**WHAT TO DO**
Search the records below for the word "Target", then return every line where it appears.

---------- MATERIALS PROVIDED

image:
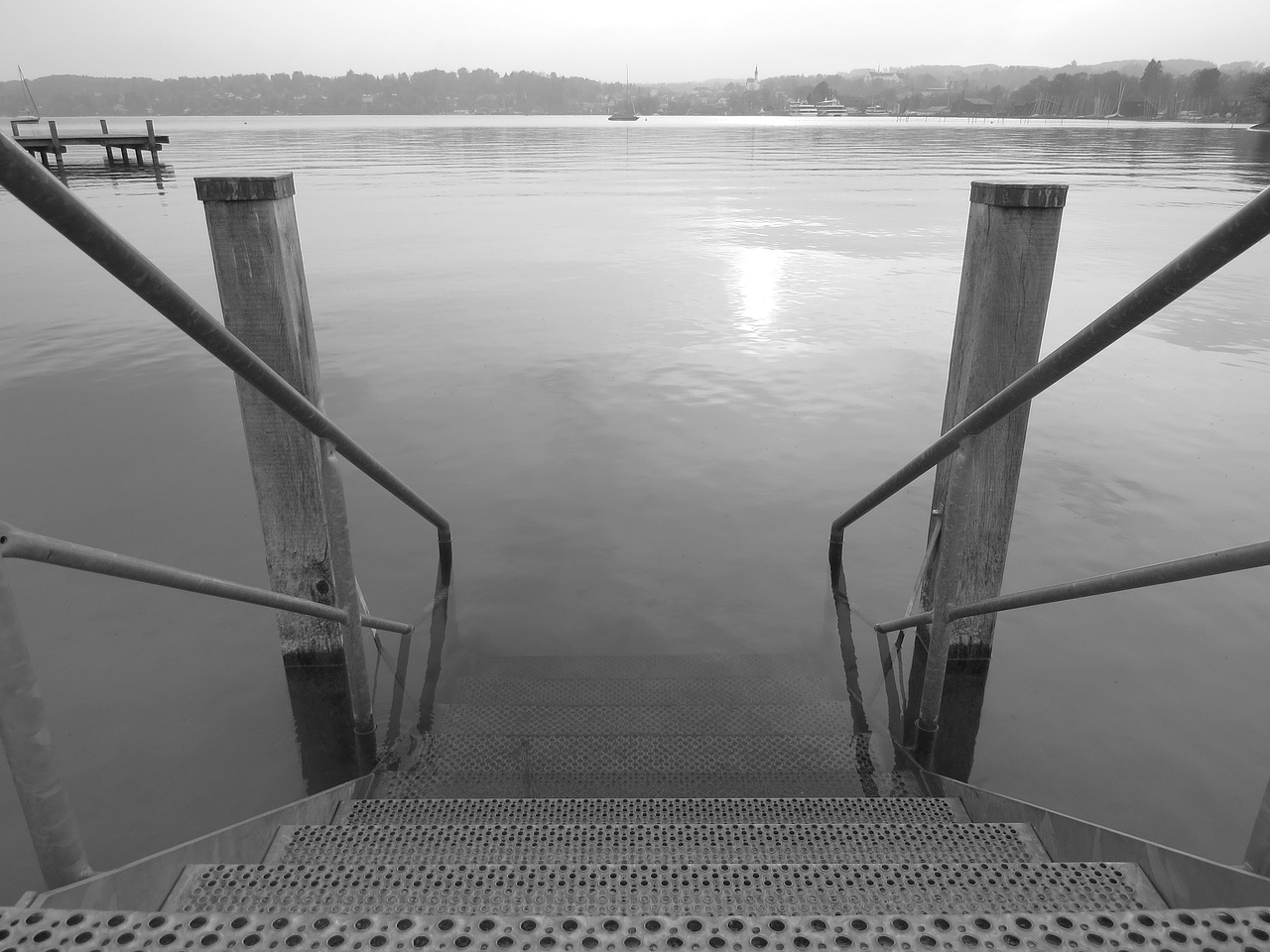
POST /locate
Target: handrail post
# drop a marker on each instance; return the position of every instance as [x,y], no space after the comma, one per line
[259,275]
[1006,276]
[28,748]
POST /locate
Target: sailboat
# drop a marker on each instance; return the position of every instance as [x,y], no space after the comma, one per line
[32,112]
[625,111]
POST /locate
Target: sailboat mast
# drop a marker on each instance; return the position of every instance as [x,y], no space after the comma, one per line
[31,96]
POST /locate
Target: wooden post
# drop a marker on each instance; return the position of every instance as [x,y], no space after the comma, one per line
[154,146]
[58,148]
[1006,276]
[27,747]
[259,272]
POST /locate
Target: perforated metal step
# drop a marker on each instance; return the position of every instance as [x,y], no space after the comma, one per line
[834,783]
[651,810]
[677,843]
[642,754]
[642,692]
[826,717]
[681,889]
[680,666]
[1216,929]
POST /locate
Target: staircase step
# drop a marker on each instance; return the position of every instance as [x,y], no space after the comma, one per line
[832,783]
[654,810]
[828,717]
[680,666]
[1218,929]
[683,889]
[642,692]
[677,843]
[444,754]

--------------------

**TASK ANSWER**
Target: handrail post
Target: sailboat
Target: sailboat mast
Target: wooden post
Target: perforated metal step
Target: staircase step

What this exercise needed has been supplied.